● Problem statement:
Please return the lines below verbatim, beginning at the one that has "458, row 613" and stopping after the one that has "1139, row 157", and add no other lines.

───── Records to process ─────

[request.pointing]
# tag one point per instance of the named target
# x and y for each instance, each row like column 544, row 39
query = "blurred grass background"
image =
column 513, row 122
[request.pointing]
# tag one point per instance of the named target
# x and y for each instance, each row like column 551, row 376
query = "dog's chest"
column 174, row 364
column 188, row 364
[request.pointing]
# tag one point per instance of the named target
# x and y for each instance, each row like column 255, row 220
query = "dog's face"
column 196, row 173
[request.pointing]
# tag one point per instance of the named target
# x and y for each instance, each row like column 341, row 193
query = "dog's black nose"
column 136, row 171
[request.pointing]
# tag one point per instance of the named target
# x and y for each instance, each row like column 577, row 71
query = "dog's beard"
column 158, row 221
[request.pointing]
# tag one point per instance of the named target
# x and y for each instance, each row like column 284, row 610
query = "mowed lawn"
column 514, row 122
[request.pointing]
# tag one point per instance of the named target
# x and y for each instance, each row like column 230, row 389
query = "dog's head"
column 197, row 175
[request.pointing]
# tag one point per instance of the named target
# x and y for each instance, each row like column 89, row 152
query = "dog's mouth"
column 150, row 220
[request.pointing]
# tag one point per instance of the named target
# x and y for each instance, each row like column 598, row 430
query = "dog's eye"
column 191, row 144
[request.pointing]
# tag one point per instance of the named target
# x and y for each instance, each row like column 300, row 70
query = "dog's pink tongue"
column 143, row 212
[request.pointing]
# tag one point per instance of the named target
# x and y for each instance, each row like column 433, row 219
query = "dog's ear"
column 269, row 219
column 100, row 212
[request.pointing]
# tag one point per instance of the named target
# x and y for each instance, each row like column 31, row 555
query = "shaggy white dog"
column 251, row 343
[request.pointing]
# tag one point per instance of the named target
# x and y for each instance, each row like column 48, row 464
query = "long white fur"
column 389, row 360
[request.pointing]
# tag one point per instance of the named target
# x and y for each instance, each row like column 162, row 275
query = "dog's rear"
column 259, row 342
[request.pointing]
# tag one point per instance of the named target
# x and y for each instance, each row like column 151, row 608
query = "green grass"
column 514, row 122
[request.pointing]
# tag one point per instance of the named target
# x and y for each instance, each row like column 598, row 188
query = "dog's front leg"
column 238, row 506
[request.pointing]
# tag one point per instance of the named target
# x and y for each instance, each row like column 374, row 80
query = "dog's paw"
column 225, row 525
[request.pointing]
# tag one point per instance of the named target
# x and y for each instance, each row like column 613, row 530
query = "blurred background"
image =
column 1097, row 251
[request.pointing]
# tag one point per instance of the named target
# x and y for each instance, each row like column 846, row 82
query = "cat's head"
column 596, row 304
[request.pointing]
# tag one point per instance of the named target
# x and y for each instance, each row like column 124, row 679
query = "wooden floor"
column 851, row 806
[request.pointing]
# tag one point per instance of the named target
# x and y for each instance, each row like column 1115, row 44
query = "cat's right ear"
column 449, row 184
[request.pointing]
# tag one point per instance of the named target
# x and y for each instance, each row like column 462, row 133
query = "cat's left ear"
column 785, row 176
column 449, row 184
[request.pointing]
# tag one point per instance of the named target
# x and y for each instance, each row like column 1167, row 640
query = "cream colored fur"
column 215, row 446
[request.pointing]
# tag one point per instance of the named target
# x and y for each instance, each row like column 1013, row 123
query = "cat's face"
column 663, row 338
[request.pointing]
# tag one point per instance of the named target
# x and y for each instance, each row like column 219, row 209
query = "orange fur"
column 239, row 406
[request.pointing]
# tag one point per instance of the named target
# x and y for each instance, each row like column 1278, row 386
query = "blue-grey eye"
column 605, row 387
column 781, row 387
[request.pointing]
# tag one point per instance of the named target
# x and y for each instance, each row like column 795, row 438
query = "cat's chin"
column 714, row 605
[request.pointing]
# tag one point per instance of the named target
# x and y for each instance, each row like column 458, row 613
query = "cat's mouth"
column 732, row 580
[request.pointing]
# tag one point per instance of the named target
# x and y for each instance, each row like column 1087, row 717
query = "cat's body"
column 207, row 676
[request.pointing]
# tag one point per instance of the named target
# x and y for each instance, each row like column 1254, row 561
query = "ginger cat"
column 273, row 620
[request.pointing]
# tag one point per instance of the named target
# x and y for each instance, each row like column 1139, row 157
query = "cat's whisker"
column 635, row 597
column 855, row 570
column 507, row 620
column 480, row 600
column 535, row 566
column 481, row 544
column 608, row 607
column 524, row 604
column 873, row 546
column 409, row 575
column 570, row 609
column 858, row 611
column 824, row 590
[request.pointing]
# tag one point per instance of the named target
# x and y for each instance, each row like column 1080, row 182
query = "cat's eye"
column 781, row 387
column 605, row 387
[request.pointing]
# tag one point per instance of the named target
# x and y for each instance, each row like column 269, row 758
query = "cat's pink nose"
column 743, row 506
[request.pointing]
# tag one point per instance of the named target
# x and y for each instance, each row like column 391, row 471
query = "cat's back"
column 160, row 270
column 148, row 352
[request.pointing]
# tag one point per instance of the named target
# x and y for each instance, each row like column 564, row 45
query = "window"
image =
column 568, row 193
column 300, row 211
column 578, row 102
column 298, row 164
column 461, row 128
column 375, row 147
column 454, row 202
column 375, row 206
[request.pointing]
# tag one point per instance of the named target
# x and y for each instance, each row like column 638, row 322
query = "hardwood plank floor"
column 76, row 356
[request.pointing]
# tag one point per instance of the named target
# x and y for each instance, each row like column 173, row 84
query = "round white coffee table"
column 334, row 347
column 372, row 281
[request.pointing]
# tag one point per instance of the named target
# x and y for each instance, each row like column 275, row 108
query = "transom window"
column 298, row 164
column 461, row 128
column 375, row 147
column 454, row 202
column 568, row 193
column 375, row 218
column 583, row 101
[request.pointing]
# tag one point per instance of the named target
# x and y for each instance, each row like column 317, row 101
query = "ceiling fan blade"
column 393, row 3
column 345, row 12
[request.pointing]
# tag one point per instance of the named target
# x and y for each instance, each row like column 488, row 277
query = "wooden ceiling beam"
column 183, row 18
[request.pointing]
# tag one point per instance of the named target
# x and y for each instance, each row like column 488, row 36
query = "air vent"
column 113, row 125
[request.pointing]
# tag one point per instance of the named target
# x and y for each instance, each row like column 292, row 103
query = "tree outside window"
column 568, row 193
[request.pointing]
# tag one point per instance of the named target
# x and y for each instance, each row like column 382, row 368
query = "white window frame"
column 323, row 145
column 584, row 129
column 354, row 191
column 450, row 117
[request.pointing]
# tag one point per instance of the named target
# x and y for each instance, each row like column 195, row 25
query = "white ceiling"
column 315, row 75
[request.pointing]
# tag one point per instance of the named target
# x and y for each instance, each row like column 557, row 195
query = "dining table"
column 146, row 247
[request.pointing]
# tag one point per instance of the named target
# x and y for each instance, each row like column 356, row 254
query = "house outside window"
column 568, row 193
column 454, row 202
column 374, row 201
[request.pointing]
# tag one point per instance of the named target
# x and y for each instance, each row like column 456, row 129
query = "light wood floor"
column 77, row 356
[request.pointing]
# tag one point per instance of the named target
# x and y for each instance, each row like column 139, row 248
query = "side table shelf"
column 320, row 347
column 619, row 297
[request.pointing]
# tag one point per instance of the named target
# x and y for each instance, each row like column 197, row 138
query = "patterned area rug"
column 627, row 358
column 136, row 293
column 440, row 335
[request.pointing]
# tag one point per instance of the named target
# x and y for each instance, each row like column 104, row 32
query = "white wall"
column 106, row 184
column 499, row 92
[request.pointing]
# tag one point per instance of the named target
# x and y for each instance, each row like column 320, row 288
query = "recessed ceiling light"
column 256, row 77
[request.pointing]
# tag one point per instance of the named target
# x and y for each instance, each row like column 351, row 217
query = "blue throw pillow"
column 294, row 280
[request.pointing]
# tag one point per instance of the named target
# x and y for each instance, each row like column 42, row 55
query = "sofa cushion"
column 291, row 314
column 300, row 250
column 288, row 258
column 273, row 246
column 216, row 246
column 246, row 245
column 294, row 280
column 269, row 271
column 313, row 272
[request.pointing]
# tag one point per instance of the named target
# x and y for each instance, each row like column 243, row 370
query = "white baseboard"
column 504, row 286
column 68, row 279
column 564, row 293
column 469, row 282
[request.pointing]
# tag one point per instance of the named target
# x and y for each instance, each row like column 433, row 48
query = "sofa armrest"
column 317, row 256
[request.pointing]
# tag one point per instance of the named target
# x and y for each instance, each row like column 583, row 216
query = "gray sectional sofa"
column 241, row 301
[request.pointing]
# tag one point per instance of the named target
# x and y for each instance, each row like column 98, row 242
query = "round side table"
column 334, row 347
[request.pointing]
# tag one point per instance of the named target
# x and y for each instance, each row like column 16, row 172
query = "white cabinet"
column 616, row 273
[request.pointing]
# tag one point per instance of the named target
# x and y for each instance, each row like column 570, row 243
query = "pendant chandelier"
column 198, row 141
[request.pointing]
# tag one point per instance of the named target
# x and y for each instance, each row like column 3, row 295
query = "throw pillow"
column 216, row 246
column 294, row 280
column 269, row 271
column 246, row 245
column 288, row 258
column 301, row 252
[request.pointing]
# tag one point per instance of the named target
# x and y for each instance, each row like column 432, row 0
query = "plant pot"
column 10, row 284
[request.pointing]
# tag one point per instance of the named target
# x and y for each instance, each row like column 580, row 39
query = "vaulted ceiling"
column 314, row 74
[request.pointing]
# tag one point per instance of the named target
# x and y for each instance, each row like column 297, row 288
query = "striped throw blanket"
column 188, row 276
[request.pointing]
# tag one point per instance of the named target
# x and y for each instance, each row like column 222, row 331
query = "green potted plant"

─────

● Task result:
# x and y for each instance, each row like column 458, row 613
query = "cat's mouth"
column 732, row 580
[request.pointing]
# tag one point per instance of the named target
# x and y for each instance, each row like column 1087, row 717
query = "cat's body"
column 207, row 676
[request.pointing]
# tag one point per instance of the named target
# x and y for each instance, each row like column 1254, row 561
query = "ginger cat"
column 273, row 620
[request.pointing]
# tag one point per instance of the named target
# x and y for each instance, each row like column 1139, row 157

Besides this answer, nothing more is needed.